**WHAT YOU HAVE TO DO:** Repeat word for word the lines from the one containing "If you could place a marker on the dead" through the one containing "point(398, 454)", and leave out the pictures.

Start DATA EXCERPTS

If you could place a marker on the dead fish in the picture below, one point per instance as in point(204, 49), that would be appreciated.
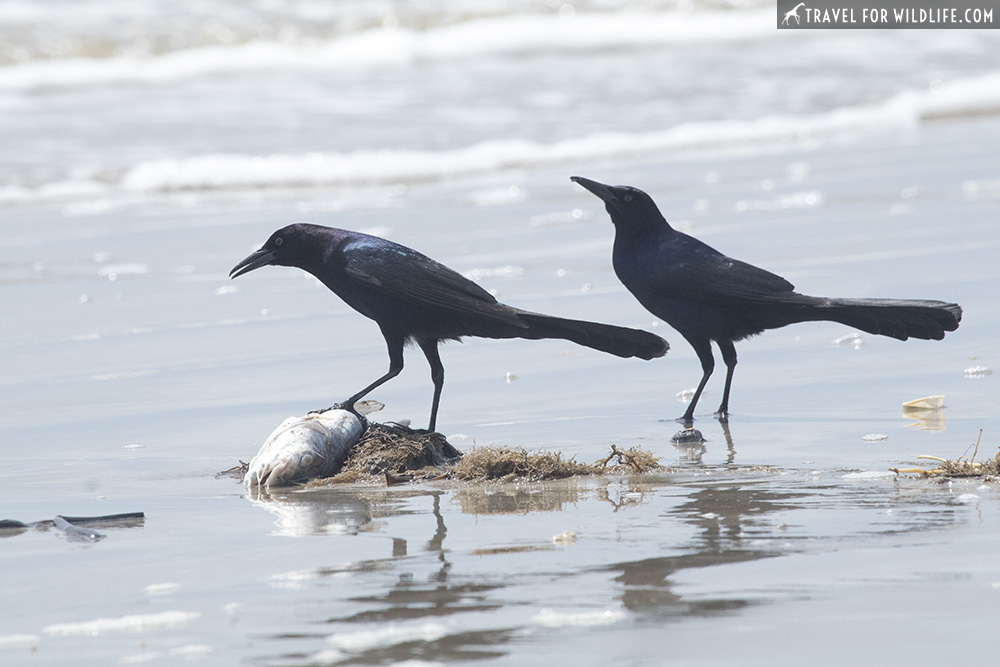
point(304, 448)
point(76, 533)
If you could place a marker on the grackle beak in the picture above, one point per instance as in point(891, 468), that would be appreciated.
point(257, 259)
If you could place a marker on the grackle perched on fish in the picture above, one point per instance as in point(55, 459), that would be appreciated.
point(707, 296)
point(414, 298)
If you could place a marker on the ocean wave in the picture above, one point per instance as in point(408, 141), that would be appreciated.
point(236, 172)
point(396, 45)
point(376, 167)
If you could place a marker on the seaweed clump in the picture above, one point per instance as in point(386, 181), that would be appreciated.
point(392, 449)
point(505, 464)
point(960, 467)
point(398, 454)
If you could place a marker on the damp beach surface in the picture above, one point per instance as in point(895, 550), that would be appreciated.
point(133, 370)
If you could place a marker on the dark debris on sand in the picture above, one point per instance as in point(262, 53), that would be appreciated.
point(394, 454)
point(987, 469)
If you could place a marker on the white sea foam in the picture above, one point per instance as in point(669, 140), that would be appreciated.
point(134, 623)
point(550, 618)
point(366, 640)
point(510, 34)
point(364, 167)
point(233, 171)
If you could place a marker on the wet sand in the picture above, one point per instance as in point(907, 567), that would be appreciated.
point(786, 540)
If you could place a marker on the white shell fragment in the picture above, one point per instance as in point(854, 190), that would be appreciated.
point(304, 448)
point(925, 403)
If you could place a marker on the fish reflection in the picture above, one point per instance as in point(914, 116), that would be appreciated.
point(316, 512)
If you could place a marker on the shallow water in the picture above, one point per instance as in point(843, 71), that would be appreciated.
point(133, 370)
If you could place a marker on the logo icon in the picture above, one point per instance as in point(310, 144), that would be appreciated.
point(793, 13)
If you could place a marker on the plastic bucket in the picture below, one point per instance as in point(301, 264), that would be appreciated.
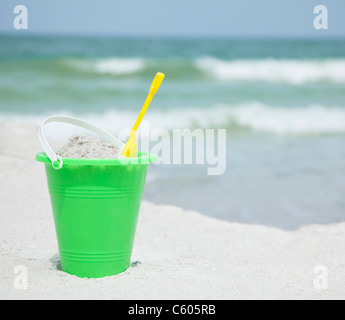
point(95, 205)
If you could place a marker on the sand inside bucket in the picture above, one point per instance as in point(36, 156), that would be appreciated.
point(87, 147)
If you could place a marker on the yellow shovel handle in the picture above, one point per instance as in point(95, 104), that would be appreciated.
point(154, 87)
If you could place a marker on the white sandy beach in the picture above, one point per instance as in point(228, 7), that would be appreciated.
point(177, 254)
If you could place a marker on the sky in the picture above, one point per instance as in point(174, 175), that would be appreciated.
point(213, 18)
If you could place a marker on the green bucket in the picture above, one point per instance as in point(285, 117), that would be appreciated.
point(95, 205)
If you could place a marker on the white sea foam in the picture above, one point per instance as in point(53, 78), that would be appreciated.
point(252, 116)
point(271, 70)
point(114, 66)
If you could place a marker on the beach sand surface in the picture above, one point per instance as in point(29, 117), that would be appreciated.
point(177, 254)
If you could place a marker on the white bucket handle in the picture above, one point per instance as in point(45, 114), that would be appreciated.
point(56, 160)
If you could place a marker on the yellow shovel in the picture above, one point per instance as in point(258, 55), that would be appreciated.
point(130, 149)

End DATA EXCERPTS
Start DATA EXCERPTS

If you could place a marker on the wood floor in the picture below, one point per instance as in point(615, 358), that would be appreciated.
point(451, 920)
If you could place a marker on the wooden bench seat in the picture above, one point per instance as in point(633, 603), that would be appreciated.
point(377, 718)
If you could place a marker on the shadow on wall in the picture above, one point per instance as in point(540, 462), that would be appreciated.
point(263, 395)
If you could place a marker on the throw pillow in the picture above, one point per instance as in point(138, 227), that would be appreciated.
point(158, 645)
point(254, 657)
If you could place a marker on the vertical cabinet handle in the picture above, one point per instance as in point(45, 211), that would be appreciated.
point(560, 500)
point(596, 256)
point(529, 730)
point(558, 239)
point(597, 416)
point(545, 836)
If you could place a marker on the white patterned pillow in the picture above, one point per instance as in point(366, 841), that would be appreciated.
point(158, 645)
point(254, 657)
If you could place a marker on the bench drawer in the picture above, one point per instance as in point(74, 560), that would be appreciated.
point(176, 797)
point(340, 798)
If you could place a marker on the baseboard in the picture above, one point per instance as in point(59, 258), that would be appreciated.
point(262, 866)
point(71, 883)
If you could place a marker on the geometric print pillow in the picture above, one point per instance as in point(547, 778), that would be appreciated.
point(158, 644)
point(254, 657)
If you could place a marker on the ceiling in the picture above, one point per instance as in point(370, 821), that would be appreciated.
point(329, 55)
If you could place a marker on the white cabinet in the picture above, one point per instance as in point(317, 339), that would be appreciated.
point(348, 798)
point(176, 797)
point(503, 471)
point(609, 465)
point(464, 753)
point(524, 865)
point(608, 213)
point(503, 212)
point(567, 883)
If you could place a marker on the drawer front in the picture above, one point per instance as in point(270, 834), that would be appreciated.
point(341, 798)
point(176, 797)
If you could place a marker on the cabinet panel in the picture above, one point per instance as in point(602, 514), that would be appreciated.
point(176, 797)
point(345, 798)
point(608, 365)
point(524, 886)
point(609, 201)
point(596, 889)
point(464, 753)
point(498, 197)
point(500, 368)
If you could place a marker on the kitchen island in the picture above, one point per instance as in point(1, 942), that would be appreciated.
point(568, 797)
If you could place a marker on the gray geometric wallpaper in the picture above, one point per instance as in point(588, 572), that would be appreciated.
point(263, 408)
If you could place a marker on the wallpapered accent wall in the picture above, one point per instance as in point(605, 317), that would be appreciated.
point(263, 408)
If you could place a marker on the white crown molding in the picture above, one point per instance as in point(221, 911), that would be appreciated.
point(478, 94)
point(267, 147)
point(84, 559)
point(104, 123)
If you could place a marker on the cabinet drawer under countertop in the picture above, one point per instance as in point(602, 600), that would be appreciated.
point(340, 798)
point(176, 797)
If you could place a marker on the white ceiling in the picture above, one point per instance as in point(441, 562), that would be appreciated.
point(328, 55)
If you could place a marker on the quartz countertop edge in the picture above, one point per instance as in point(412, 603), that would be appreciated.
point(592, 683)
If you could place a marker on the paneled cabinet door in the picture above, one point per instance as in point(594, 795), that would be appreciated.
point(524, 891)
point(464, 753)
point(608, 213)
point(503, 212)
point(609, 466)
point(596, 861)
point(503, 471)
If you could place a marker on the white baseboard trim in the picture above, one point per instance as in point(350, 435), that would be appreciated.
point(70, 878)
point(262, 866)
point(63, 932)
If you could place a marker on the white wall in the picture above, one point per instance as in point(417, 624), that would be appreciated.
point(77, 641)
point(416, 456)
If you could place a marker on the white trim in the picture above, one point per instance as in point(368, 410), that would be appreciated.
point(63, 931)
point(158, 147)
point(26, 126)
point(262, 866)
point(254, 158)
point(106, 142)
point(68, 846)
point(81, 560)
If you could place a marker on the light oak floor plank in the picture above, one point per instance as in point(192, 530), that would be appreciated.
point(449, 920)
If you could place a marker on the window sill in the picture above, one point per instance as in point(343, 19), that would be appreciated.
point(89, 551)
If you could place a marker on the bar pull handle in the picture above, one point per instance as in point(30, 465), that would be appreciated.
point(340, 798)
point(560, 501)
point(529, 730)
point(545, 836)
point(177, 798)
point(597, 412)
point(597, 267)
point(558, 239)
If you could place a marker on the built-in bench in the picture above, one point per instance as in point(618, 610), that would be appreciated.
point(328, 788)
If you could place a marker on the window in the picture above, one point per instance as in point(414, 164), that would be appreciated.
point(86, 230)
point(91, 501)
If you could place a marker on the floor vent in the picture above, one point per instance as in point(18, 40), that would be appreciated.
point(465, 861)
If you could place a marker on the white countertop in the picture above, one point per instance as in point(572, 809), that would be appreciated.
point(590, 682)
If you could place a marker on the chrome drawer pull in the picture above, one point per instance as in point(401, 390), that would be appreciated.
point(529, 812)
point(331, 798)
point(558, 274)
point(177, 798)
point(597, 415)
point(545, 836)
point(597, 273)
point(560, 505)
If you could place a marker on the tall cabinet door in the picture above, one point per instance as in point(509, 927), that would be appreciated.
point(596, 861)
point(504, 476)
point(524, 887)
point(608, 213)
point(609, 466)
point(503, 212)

End DATA EXCERPTS
Start DATA EXCERPTS

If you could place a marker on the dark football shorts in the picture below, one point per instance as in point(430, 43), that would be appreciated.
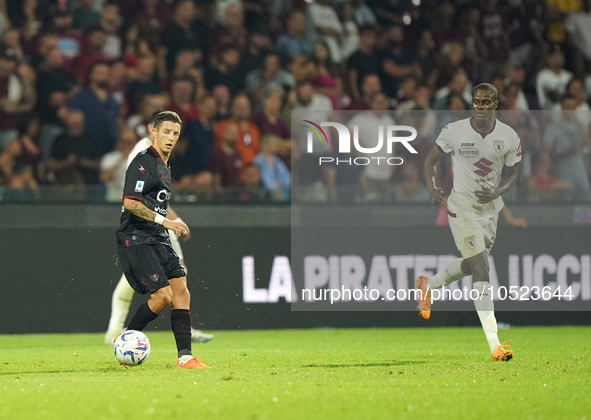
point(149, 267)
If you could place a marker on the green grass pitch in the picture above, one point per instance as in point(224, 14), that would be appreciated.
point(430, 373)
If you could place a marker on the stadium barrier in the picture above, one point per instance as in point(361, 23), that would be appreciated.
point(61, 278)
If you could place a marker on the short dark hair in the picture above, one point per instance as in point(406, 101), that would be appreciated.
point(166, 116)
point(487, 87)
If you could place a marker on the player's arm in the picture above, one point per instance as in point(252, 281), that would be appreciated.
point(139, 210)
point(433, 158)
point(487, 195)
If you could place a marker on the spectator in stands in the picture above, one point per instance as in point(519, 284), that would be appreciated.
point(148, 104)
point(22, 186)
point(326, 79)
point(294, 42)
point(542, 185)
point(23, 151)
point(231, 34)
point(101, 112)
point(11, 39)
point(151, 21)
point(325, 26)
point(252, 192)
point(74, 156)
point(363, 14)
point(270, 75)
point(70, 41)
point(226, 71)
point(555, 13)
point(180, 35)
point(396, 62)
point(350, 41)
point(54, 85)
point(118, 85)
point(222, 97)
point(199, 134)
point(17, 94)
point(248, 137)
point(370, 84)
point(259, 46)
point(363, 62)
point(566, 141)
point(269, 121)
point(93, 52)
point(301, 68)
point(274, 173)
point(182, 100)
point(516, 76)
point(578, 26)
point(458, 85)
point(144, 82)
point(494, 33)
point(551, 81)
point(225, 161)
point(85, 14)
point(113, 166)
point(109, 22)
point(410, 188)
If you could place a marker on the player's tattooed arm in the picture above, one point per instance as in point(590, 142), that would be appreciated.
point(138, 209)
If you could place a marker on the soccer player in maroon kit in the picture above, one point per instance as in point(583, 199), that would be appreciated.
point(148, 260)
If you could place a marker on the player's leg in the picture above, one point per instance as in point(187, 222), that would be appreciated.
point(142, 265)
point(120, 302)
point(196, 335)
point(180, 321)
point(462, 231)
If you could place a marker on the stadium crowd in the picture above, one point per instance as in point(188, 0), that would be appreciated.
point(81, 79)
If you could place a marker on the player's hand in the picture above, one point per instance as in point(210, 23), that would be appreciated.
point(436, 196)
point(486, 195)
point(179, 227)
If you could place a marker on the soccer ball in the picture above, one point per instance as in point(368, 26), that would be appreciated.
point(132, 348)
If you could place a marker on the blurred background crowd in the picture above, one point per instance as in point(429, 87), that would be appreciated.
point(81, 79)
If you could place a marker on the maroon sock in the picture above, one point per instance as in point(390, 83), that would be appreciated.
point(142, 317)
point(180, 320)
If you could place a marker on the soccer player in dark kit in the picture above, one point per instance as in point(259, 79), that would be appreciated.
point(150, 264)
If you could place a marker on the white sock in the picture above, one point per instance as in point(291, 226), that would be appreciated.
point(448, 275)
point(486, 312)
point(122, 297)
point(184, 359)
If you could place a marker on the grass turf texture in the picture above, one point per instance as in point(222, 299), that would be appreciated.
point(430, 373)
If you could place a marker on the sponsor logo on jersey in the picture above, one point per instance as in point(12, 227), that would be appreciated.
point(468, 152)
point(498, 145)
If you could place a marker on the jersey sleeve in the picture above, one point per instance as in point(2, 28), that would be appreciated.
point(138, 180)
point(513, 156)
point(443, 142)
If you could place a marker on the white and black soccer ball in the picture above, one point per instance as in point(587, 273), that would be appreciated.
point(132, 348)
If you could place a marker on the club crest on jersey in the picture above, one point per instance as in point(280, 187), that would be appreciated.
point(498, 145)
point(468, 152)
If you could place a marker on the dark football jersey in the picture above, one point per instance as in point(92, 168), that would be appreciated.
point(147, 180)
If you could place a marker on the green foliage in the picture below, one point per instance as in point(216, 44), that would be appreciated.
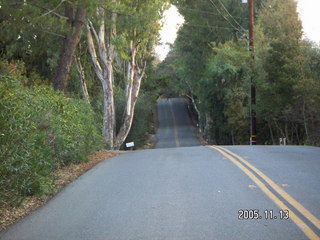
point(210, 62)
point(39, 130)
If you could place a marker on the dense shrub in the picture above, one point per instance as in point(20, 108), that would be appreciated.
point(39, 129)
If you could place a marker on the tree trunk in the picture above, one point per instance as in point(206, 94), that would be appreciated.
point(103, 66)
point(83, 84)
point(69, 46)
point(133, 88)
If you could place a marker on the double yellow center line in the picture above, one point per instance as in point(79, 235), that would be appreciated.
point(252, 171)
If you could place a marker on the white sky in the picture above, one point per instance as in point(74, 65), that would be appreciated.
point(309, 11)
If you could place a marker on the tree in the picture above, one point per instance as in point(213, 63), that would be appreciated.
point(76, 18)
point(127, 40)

End DATA EXCERPTS

**WRITTEN RESPONSE:**
If you could place a marker on the dead fish in the picture below, one point per instance as in point(204, 49), that would be appreciated.
point(304, 448)
point(76, 533)
If you could place a marker on the grackle beak in the picture above, one point per instance as in point(891, 468), that would be appreciated.
point(257, 259)
If you could place a marker on the grackle perched on fish in the picture above, one point per instance as in point(55, 459), that would be appreciated.
point(707, 296)
point(414, 298)
If you could place a marker on the ocean wave in the picture above, one point per instance as in point(408, 141), that would be appreciated.
point(236, 172)
point(396, 45)
point(376, 167)
If you could place a marker on the seaweed clump in the picture above, one point per instance as in point(386, 181), that would be appreciated.
point(392, 449)
point(505, 464)
point(960, 467)
point(398, 454)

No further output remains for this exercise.